All this being said, these characteristics make perfect sense, if you’re a nosologist trying to classify the clinical situation in a given patient encounter, which stands to reason since that’s what ICD was originally built for. Well, that’s my condensed summary, much less than two hours. Let me know if you want the longer, more scenic version. I can make that happen. Now, what have we learned? We have determined that ICD-10 C.M. is a book of codes. It is meant to statistically classify causes of mortality, and also causes of morbidity. Oh yeah, and drive proper reimbursement… And support clinical decision support… Wait, I almost forgot, quality measures and population health, And it’s heavy enough that you can kill a large spider with it before you suffer from the toxic effect of its venom, which can be found as one of the codes under “T63” if you want to look it up.

Now, the point of this podcast is not to criticize ICD-10. As someone who has worked with healthcare content development for over 20 years, I appreciate and respect how much work goes into creating, maintaining, and evolving content. I have a great deal of respect for the standards and the people that curate them as well. I’m pretty impressed with the history of ICD, all things considered, and can only imagine the benefits that it has brought medical science over the last 250 years. The real issue I have is how we use it and what we use it for. The bottom line is ICD is, first and foremost, a classification system, not a terminology. It is a rigid mono-hierarchy with concatenated terms that make it difficult to document discreet details about the patient. When you look at patient information, as we evolve into a model that is more about understanding what’s happening with the patient and less about how we get paid for it, we need to make a shift from the chicken to the egg, so to speak.
===============
= Work to complete =
- A) What does the ICD-10 text say ICD is, first and foremost?
- B) Copy out the stretch of the ICD-10 text from "All this being" through "look it up.".
Answer using only the ICD-10 text.
===============
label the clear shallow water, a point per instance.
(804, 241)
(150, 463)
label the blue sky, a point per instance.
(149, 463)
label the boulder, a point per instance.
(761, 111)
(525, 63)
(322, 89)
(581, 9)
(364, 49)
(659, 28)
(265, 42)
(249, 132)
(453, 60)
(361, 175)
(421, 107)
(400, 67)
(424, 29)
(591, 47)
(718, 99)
===============
= Answers to the problems =
- A) A classification system, not a terminology.

- B)
All this being said, these characteristics make perfect sense, if you’re a nosologist trying to classify the clinical situation in a given patient encounter, which stands to reason since that’s what ICD was originally built for. Well, that’s my condensed summary, much less than two hours. Let me know if you want the longer, more scenic version. I can make that happen. Now, what have we learned? We have determined that ICD-10 C.M. is a book of codes. It is meant to statistically classify causes of mortality, and also causes of morbidity. Oh yeah, and drive proper reimbursement… And support clinical decision support… Wait, I almost forgot, quality measures and population health, And it’s heavy enough that you can kill a large spider with it before you suffer from the toxic effect of its venom, which can be found as one of the codes under “T63” if you want to look it up.